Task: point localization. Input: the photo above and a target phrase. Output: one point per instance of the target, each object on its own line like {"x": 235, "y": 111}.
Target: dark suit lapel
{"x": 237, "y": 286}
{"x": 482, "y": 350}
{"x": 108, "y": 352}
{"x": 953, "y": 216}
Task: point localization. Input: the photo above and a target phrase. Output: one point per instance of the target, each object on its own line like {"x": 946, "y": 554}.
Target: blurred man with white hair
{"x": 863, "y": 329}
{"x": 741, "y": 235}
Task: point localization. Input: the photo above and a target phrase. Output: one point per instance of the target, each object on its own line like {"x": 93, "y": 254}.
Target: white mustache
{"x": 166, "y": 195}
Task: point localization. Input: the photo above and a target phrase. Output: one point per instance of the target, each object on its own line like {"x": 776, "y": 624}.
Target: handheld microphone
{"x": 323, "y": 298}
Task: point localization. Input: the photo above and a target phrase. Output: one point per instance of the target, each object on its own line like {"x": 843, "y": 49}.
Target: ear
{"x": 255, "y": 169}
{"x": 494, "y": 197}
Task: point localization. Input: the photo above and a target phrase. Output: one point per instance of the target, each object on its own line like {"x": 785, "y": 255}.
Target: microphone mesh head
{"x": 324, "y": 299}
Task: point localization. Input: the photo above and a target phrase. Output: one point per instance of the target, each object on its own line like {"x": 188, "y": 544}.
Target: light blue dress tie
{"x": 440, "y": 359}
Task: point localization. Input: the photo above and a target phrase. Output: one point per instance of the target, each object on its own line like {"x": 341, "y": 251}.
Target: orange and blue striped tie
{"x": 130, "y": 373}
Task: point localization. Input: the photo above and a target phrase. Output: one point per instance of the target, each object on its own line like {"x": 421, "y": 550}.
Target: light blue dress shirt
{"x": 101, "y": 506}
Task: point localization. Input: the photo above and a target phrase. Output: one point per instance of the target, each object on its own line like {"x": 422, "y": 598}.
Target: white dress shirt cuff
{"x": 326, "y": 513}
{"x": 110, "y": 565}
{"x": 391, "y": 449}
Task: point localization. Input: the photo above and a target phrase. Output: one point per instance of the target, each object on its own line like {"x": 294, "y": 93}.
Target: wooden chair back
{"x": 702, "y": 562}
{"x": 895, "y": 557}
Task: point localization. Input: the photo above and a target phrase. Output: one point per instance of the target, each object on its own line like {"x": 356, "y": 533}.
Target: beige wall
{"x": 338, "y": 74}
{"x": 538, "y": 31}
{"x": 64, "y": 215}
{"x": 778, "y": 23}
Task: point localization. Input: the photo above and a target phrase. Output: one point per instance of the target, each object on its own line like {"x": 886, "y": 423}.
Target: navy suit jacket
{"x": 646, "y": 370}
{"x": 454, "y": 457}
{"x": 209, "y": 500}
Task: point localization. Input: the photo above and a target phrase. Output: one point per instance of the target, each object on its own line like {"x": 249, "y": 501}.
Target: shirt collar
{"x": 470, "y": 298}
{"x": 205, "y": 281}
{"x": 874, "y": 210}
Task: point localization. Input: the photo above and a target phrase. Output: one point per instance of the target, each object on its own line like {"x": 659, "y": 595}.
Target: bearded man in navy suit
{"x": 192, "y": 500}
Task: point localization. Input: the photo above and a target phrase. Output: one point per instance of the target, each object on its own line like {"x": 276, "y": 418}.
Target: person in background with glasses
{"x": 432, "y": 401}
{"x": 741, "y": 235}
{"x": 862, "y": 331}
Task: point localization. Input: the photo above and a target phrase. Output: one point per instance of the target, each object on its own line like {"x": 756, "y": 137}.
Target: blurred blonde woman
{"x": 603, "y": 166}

....

▶ TASK
Count the lines above that contain the word "blue", and give only the number.

▶ RESPONSE TO THIS EXERCISE
3